* Excerpt provided *
How to Transcribe Speech Recordings into Text with Python

Post updated by Matt Makai on September 13, 2021. Originally posted on August 09, 2020.

When you have a recording where one or more people are talking, it's useful to have a highly accurate and automated way to extract the spoken words into text. Once you have the text, you can use it for further analysis or as an accessibility feature.

In this tutorial, we'll use a high accuracy speech-to-text web application programming interface called AssemblyAI to extract text from an MP3 recording (many other formats are supported as well).

With the code from this tutorial, you will be able to take an audio file that contains speech such as this example one I recorded and output a highly accurate text transcription like this:

An object relational mapper is a code library that automates the transfer of 
data stored in relational, databases into objects that are more commonly used
in application code or EMS are useful because they provide a high level 
abstraction upon a relational database that allows developers to write Python 
code instead of sequel to create read update and delete, data and schemas in 
their database. Developers can use the programming language. They are 
comfortable with to work with a database instead of writing SQL...

* Given records *
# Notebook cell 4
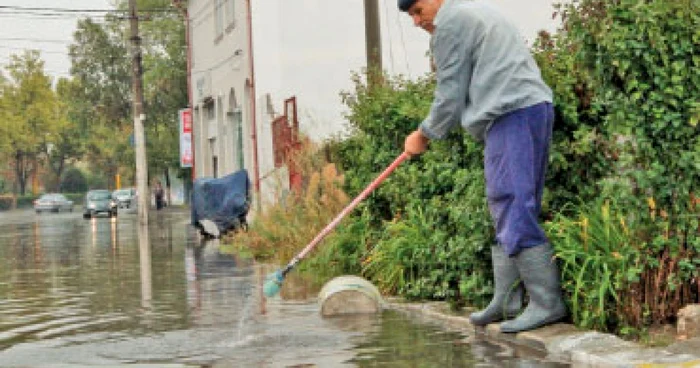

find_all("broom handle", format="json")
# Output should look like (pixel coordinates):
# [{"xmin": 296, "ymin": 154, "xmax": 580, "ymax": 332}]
[{"xmin": 290, "ymin": 152, "xmax": 411, "ymax": 265}]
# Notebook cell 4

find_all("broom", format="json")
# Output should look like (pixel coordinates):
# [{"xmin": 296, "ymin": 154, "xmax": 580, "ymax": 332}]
[{"xmin": 263, "ymin": 152, "xmax": 411, "ymax": 298}]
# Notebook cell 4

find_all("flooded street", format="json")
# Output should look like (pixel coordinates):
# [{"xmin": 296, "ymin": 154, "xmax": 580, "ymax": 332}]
[{"xmin": 0, "ymin": 207, "xmax": 561, "ymax": 367}]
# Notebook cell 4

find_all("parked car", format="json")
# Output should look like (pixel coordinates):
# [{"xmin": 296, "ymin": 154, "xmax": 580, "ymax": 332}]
[
  {"xmin": 83, "ymin": 189, "xmax": 117, "ymax": 219},
  {"xmin": 34, "ymin": 193, "xmax": 73, "ymax": 213},
  {"xmin": 112, "ymin": 188, "xmax": 136, "ymax": 208}
]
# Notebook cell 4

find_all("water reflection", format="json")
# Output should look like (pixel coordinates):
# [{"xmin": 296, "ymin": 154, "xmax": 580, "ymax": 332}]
[
  {"xmin": 0, "ymin": 211, "xmax": 568, "ymax": 368},
  {"xmin": 138, "ymin": 224, "xmax": 153, "ymax": 311}
]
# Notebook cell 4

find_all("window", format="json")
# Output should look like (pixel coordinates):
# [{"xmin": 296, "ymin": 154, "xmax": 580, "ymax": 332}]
[
  {"xmin": 214, "ymin": 0, "xmax": 226, "ymax": 40},
  {"xmin": 225, "ymin": 0, "xmax": 236, "ymax": 30}
]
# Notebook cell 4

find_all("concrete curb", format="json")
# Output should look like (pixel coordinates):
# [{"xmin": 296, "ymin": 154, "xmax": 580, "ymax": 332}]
[{"xmin": 385, "ymin": 299, "xmax": 700, "ymax": 368}]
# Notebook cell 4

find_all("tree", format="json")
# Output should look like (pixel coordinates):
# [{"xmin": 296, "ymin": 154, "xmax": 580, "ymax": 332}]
[
  {"xmin": 45, "ymin": 78, "xmax": 84, "ymax": 191},
  {"xmin": 0, "ymin": 50, "xmax": 57, "ymax": 194},
  {"xmin": 68, "ymin": 17, "xmax": 133, "ymax": 187}
]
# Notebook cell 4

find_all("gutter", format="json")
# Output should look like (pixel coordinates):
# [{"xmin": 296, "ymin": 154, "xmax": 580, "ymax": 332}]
[{"xmin": 246, "ymin": 0, "xmax": 261, "ymax": 211}]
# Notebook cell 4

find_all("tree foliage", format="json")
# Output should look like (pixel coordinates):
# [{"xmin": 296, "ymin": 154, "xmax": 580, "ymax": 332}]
[
  {"xmin": 313, "ymin": 0, "xmax": 700, "ymax": 333},
  {"xmin": 0, "ymin": 51, "xmax": 60, "ymax": 194}
]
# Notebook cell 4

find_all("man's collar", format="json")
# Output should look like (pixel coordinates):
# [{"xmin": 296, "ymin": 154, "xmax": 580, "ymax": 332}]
[{"xmin": 433, "ymin": 0, "xmax": 459, "ymax": 29}]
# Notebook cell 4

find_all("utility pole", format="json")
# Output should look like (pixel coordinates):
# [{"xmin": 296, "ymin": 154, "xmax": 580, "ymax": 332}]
[
  {"xmin": 129, "ymin": 0, "xmax": 151, "ymax": 227},
  {"xmin": 365, "ymin": 0, "xmax": 382, "ymax": 81}
]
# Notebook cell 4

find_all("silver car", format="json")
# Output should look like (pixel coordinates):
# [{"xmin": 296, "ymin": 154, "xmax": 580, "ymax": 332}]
[
  {"xmin": 34, "ymin": 193, "xmax": 73, "ymax": 213},
  {"xmin": 83, "ymin": 189, "xmax": 117, "ymax": 219},
  {"xmin": 112, "ymin": 188, "xmax": 136, "ymax": 208}
]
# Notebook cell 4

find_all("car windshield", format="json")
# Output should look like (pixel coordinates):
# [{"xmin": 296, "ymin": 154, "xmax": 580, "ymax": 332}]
[{"xmin": 88, "ymin": 191, "xmax": 112, "ymax": 201}]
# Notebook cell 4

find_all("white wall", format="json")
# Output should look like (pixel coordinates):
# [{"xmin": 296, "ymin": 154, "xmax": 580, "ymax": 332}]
[{"xmin": 253, "ymin": 0, "xmax": 556, "ymax": 140}]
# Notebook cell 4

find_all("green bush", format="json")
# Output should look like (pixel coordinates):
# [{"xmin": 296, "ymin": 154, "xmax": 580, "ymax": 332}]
[{"xmin": 0, "ymin": 194, "xmax": 14, "ymax": 211}]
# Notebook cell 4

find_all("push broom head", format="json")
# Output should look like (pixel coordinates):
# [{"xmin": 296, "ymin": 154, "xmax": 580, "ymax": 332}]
[{"xmin": 263, "ymin": 270, "xmax": 284, "ymax": 298}]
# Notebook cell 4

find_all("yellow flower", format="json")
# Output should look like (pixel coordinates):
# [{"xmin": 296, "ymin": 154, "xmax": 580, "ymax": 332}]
[{"xmin": 647, "ymin": 197, "xmax": 656, "ymax": 211}]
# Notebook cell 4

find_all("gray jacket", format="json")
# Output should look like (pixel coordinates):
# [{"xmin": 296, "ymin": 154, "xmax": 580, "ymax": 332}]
[{"xmin": 420, "ymin": 0, "xmax": 552, "ymax": 141}]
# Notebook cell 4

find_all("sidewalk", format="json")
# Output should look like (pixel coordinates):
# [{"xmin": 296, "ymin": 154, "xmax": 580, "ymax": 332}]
[{"xmin": 386, "ymin": 300, "xmax": 700, "ymax": 368}]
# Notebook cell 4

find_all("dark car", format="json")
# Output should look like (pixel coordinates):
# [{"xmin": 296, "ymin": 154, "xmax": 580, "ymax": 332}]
[
  {"xmin": 112, "ymin": 188, "xmax": 136, "ymax": 208},
  {"xmin": 83, "ymin": 189, "xmax": 117, "ymax": 219},
  {"xmin": 34, "ymin": 193, "xmax": 73, "ymax": 213}
]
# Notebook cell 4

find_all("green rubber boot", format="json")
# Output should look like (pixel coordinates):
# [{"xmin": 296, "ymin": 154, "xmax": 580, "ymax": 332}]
[
  {"xmin": 501, "ymin": 244, "xmax": 567, "ymax": 333},
  {"xmin": 469, "ymin": 245, "xmax": 523, "ymax": 326}
]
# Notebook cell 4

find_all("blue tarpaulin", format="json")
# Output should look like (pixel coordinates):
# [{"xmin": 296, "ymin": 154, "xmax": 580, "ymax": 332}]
[{"xmin": 192, "ymin": 170, "xmax": 250, "ymax": 234}]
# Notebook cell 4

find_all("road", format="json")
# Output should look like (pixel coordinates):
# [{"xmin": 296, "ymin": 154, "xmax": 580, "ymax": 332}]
[{"xmin": 0, "ymin": 208, "xmax": 556, "ymax": 368}]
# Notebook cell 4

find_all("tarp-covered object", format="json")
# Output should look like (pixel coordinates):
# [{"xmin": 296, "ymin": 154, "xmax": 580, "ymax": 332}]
[{"xmin": 192, "ymin": 170, "xmax": 250, "ymax": 237}]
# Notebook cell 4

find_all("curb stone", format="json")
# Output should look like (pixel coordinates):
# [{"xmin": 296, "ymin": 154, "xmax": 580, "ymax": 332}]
[{"xmin": 385, "ymin": 299, "xmax": 700, "ymax": 368}]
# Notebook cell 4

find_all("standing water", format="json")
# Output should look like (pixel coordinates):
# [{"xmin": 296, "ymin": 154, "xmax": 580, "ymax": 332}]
[{"xmin": 0, "ymin": 208, "xmax": 561, "ymax": 368}]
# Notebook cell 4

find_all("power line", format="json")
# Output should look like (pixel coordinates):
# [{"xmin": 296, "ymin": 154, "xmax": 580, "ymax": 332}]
[
  {"xmin": 0, "ymin": 5, "xmax": 177, "ymax": 14},
  {"xmin": 0, "ymin": 37, "xmax": 70, "ymax": 44}
]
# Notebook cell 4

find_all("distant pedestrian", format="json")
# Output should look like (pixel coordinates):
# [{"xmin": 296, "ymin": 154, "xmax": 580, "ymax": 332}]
[{"xmin": 153, "ymin": 181, "xmax": 165, "ymax": 211}]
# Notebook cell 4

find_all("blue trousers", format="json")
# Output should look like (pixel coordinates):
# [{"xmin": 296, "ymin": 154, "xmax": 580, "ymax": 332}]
[{"xmin": 484, "ymin": 102, "xmax": 554, "ymax": 257}]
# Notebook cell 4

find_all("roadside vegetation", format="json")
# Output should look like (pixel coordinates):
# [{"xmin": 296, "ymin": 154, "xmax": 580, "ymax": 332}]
[{"xmin": 227, "ymin": 0, "xmax": 700, "ymax": 338}]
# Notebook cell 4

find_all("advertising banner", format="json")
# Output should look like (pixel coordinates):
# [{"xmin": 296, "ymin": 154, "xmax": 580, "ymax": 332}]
[{"xmin": 179, "ymin": 109, "xmax": 194, "ymax": 167}]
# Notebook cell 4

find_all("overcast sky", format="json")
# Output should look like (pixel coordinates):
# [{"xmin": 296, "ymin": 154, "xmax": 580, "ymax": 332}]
[
  {"xmin": 0, "ymin": 0, "xmax": 555, "ymax": 80},
  {"xmin": 0, "ymin": 0, "xmax": 112, "ymax": 77},
  {"xmin": 0, "ymin": 0, "xmax": 558, "ymax": 141}
]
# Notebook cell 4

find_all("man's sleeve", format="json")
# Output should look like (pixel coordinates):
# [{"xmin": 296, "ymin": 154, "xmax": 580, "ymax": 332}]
[{"xmin": 420, "ymin": 19, "xmax": 477, "ymax": 139}]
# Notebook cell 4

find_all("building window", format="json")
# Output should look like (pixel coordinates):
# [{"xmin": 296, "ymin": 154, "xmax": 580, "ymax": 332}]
[
  {"xmin": 214, "ymin": 0, "xmax": 226, "ymax": 40},
  {"xmin": 225, "ymin": 0, "xmax": 236, "ymax": 30}
]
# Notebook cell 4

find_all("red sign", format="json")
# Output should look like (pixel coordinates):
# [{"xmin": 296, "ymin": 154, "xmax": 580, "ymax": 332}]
[
  {"xmin": 181, "ymin": 109, "xmax": 192, "ymax": 133},
  {"xmin": 180, "ymin": 109, "xmax": 194, "ymax": 167}
]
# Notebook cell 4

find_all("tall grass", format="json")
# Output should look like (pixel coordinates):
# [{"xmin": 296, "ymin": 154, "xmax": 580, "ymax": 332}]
[
  {"xmin": 227, "ymin": 142, "xmax": 348, "ymax": 262},
  {"xmin": 546, "ymin": 202, "xmax": 643, "ymax": 330}
]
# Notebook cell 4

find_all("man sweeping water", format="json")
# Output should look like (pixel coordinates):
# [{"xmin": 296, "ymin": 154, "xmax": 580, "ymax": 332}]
[{"xmin": 398, "ymin": 0, "xmax": 567, "ymax": 332}]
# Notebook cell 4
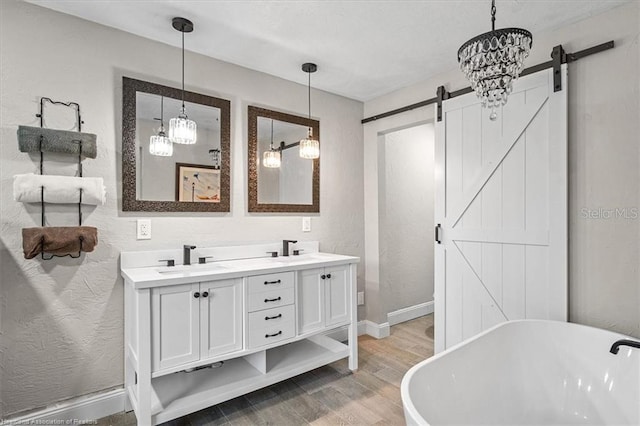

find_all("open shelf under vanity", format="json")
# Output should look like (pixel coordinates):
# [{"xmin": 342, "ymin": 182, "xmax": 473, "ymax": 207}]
[{"xmin": 129, "ymin": 335, "xmax": 349, "ymax": 424}]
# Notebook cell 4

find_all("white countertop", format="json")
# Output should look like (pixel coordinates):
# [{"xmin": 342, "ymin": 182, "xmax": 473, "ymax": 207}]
[{"xmin": 122, "ymin": 252, "xmax": 360, "ymax": 289}]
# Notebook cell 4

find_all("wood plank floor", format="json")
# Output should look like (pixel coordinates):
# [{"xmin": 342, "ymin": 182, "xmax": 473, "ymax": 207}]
[{"xmin": 98, "ymin": 315, "xmax": 433, "ymax": 426}]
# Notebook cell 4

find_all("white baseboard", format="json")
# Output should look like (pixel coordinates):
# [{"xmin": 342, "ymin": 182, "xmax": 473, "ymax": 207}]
[
  {"xmin": 322, "ymin": 321, "xmax": 367, "ymax": 342},
  {"xmin": 1, "ymin": 389, "xmax": 126, "ymax": 425},
  {"xmin": 387, "ymin": 300, "xmax": 433, "ymax": 325},
  {"xmin": 362, "ymin": 320, "xmax": 391, "ymax": 339},
  {"xmin": 324, "ymin": 320, "xmax": 390, "ymax": 342},
  {"xmin": 2, "ymin": 312, "xmax": 410, "ymax": 425}
]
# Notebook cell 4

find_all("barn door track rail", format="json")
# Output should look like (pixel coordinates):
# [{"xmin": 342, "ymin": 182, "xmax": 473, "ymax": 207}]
[{"xmin": 361, "ymin": 40, "xmax": 615, "ymax": 124}]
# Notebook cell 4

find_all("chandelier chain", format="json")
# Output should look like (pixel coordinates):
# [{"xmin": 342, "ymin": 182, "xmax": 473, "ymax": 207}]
[
  {"xmin": 182, "ymin": 31, "xmax": 184, "ymax": 110},
  {"xmin": 491, "ymin": 0, "xmax": 496, "ymax": 31}
]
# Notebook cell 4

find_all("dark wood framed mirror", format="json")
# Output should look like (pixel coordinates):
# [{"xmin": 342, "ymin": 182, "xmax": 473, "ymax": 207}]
[
  {"xmin": 122, "ymin": 77, "xmax": 231, "ymax": 212},
  {"xmin": 248, "ymin": 106, "xmax": 320, "ymax": 213}
]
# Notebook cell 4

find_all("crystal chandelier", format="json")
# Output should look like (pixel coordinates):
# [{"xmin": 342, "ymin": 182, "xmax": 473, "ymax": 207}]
[
  {"xmin": 458, "ymin": 0, "xmax": 533, "ymax": 120},
  {"xmin": 149, "ymin": 96, "xmax": 173, "ymax": 157},
  {"xmin": 262, "ymin": 119, "xmax": 281, "ymax": 169},
  {"xmin": 169, "ymin": 18, "xmax": 197, "ymax": 145},
  {"xmin": 300, "ymin": 62, "xmax": 320, "ymax": 160}
]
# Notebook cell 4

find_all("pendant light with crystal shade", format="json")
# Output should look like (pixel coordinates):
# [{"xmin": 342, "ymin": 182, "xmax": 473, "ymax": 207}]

* Problem set *
[A] Answer these from the Python transcription tutorial, one answer per line, marked the same way:
(i) What is the name of the speech-to-text web API the tutorial uses?
(ii) In what audio format is the recording that the tutorial extracts text from?
(iii) On what date was the post originally published?
[B] Write the next part of the tutorial on transcribing speech recordings into text with Python, picking up right after its last line.

* Results for the exercise *
[A]
(i) AssemblyAI
(ii) MP3
(iii) August 09, 2020

[B]
(the text goes on from here but I abbreviated it at this point)

Tutorial requirements

Throughout this tutorial we are going to use the following dependencies, which we will install in just a moment. Make sure you also have Python 3, preferably 3.6 or newer installed, in your environment:

We will use the following dependencies to complete this tutorial:

All code in this blog post is available open source under the MIT license on GitHub under the transcribe-speech-text-script directory of the blog-code-examples repository. Use the source code as you desire for your own projects.

Setting up the development environment

Change into the directory where you keep your Python virtual environments. I keep mine in a subdirectory named venvs within my user's home directory. Create a new virtualenv for this project using the following command.

python3 -m venv ~/venvs/pytranscribe

Activate the virtualenv with the activate shell script:

source ~/venvs/pytranscribe/bin/activate

After the above command is executed, the command prompt will change so that the name of the virtualenv is prepended to the original command prompt format, so if your prompt is simply $, it will now look like the following:

(pytranscribe) $

Remember, you have to activate your virtualenv in every new terminal window where you want to use dependencies in the virtualenv.

We can now install the requests package into the activated but otherwise empty virtualenv.

pip install requests==2.24.0

Look for output similar to the following to confirm the appropriate packages were installed correctly from PyPI.

(pytranscribe) $ pip install requests==2.24.0
Collecting requests==2.24.0
  Using cached
Collecting certifi>=2017.4.17 (from requests==2.24.0)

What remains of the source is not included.